(Stored data entries)
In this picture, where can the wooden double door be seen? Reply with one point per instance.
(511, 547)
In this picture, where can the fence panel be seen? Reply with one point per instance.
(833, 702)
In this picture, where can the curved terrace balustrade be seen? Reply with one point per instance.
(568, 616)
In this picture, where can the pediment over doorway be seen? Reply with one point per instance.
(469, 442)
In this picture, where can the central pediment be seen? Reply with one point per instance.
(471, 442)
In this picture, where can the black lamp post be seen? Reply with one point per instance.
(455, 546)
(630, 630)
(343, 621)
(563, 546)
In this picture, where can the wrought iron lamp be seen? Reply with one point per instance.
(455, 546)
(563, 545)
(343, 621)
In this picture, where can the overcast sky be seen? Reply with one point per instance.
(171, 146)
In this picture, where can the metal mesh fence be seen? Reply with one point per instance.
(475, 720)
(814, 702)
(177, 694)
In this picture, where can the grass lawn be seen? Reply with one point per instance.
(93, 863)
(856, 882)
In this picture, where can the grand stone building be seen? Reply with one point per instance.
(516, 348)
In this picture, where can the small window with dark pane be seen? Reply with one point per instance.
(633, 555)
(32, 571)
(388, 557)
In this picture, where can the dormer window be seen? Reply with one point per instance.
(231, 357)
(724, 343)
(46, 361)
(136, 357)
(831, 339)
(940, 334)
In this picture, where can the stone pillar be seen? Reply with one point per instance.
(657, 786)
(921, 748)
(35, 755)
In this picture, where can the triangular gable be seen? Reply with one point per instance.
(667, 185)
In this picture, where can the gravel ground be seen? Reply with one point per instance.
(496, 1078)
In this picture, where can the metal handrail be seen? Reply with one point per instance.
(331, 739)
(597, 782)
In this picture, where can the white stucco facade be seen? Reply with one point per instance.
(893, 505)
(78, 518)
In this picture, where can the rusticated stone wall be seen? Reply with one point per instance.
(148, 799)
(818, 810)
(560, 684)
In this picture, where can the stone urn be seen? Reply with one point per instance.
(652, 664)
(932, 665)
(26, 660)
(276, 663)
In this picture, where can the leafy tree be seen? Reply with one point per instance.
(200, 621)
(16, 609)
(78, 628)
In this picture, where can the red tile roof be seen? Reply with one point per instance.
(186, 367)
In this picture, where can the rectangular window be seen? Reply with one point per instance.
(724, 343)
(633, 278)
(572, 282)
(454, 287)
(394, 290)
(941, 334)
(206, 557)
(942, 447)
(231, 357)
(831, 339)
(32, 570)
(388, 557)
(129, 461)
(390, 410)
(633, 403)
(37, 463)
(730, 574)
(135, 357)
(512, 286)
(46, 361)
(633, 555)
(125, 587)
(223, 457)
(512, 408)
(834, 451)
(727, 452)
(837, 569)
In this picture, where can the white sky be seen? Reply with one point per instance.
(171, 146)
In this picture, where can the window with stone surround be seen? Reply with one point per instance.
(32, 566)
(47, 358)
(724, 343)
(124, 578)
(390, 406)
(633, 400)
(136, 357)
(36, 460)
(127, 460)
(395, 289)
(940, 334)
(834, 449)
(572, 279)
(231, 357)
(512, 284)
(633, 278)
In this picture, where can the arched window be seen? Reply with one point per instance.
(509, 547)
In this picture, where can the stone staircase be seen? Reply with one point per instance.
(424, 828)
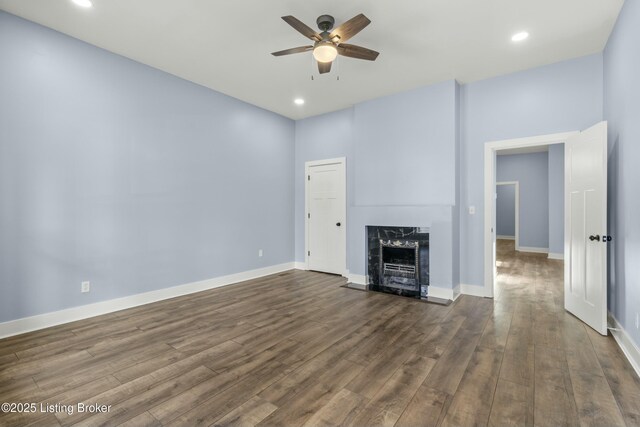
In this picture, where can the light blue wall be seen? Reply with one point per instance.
(561, 97)
(622, 110)
(418, 188)
(506, 210)
(532, 172)
(114, 172)
(556, 199)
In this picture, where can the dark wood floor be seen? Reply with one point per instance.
(297, 349)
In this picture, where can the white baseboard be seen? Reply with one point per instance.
(357, 279)
(46, 320)
(473, 290)
(456, 292)
(300, 265)
(442, 293)
(626, 344)
(533, 250)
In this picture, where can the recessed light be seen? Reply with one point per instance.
(83, 3)
(518, 37)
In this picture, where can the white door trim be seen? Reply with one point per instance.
(517, 221)
(490, 149)
(340, 161)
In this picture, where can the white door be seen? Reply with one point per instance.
(326, 216)
(585, 269)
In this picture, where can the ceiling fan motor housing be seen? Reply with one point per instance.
(325, 22)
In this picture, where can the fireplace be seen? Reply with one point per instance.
(398, 260)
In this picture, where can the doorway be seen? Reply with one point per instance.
(326, 217)
(508, 211)
(585, 219)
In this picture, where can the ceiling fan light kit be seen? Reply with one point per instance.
(329, 43)
(325, 52)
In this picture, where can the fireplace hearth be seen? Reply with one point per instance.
(398, 260)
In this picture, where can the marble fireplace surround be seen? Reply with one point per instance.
(379, 237)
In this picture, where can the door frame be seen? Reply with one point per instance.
(342, 161)
(490, 149)
(516, 184)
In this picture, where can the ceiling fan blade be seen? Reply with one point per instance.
(292, 50)
(350, 28)
(324, 67)
(301, 27)
(358, 52)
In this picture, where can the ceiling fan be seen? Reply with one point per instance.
(330, 43)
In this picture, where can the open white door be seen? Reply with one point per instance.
(326, 216)
(585, 268)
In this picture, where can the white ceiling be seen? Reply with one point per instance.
(226, 45)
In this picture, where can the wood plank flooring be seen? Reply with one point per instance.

** Required work **
The answer must be an exact copy of every record above, minus the pictures.

** Response **
In this picture, where can the wooden double door be seen? Reply with one point per instance.
(511, 547)
In this picture, where can the fence panel be seen? Reply with one point per instance.
(833, 702)
In this picture, where can the curved terrace balustrade be seen? Reply with one point per instance.
(568, 616)
In this picture, where can the pediment over doorway be seen? Reply with one point per instance.
(469, 442)
In this picture, where can the central pediment be seen? Reply with one point per instance.
(471, 442)
In this picture, where can the black lamp post be seen? Reply with one point per instance.
(455, 546)
(630, 630)
(343, 621)
(563, 546)
In this picture, where can the wrought iron lamp be seen? Reply with one point per instance.
(455, 546)
(563, 545)
(343, 621)
In this picture, where can the overcast sky be seen? Reply with one point per instance.
(171, 146)
In this picture, where can the metal mesh fence be seen? Reply with one point per instance.
(475, 720)
(814, 702)
(177, 694)
In this picture, where can the grass lawn be seen? Reply with one point per instance.
(93, 863)
(856, 882)
In this picture, where can the grand stone building be seen? Reply with one point per instance.
(516, 348)
In this picture, where can the small window with dark pane be seen? Reply with one point per instance.
(633, 555)
(32, 571)
(388, 557)
In this picture, where can the dormer window be seen? Reply with one point per instance.
(231, 357)
(724, 343)
(46, 361)
(136, 357)
(831, 339)
(940, 334)
In this picture, where can the stone pillar be seen? Reply with one point per instance.
(657, 786)
(921, 748)
(35, 755)
In this picture, where can the triangular gable be seen? Reply with one point per instance.
(667, 185)
In this picture, where can the gravel ground be seen? Reply with one point per instance.
(496, 1078)
In this picture, where can the metal handrail be seen? Reply with one point per instance.
(331, 739)
(597, 782)
In this picture, where can the white stucco facade be seen? Reply with one point per instance.
(893, 505)
(78, 518)
In this picture, where can the rusticated stone wall be seen? Reply with one point per instance.
(148, 799)
(818, 810)
(560, 684)
In this picture, where can the stone urn be seen? Reply with one point per instance.
(652, 664)
(932, 665)
(26, 660)
(276, 663)
In this picture, where can the leafy tree be seen? Reply with one point per instance.
(200, 621)
(16, 609)
(78, 628)
In this picture, where can the red tile roof be seen? Reply with one point per instance.
(186, 367)
In this picture, where can the rectangular window be seen? Reply with one point per instance.
(724, 343)
(633, 278)
(572, 282)
(454, 287)
(394, 290)
(941, 334)
(206, 557)
(942, 447)
(231, 357)
(831, 339)
(32, 570)
(388, 557)
(129, 461)
(390, 410)
(633, 403)
(37, 463)
(730, 574)
(135, 357)
(512, 286)
(46, 361)
(633, 555)
(125, 587)
(223, 457)
(512, 408)
(834, 451)
(727, 452)
(837, 569)
In this picture, where can the white sky be seen? Reply with one point per instance.
(171, 146)
In this picture, where can the window with stone surround be seen? Reply with one point per instance.
(32, 566)
(47, 358)
(724, 343)
(124, 578)
(390, 406)
(633, 400)
(136, 357)
(36, 460)
(127, 460)
(395, 289)
(940, 334)
(834, 449)
(572, 279)
(231, 357)
(512, 284)
(633, 278)
In this picture, where can the arched window be seen? Reply with one point per instance.
(509, 547)
In this picture, where can the stone staircase be seen? Reply with one point per instance.
(424, 828)
In this picture, where can the light blue wall be seen? Reply with one point per instance.
(561, 97)
(622, 110)
(418, 188)
(506, 210)
(532, 172)
(114, 172)
(556, 199)
In this picture, where can the dark wood floor be seen? Reply with one point per instance.
(297, 349)
In this picture, where can the white baseboard be seen? Reply with one point per instance.
(357, 279)
(46, 320)
(473, 290)
(456, 292)
(300, 265)
(442, 293)
(626, 344)
(533, 250)
In this picture, where can the recessed light be seen? Reply with one point per instance.
(83, 3)
(518, 37)
In this picture, where can the white door trim be seen? Reply with one point per instance.
(517, 221)
(490, 149)
(340, 161)
In this picture, where can the white door be seen? Reply with one point per instance.
(326, 216)
(585, 269)
In this picture, where can the ceiling fan motor housing be seen? Reply with one point per instance.
(325, 22)
In this picture, where can the fireplace be seen? Reply with one point per instance.
(398, 260)
In this picture, where can the doorway be seen? Reply with one point per instance.
(326, 217)
(508, 211)
(585, 219)
In this picture, where can the ceiling fan light kit be seen? Reply with one point per instance.
(329, 43)
(325, 52)
In this picture, where can the fireplace hearth be seen? Reply with one point per instance.
(398, 260)
In this picture, where can the marble fireplace surround be seen? Reply with one point per instance.
(379, 237)
In this picture, where can the door frame be seen? Reply with one point per instance.
(342, 161)
(490, 149)
(516, 184)
In this picture, where can the ceiling fan blade be seen? Reply with one point per instance.
(292, 50)
(350, 28)
(324, 67)
(301, 27)
(358, 52)
In this picture, where can the ceiling fan be seen? Reply with one point per instance.
(330, 43)
In this picture, where can the open white door be seen? Reply with one point per instance.
(326, 216)
(585, 268)
In this picture, where can the white ceiling be seen? Reply with one point per instance.
(226, 45)
In this picture, where can the wood plank flooring be seen? Reply with one point per instance.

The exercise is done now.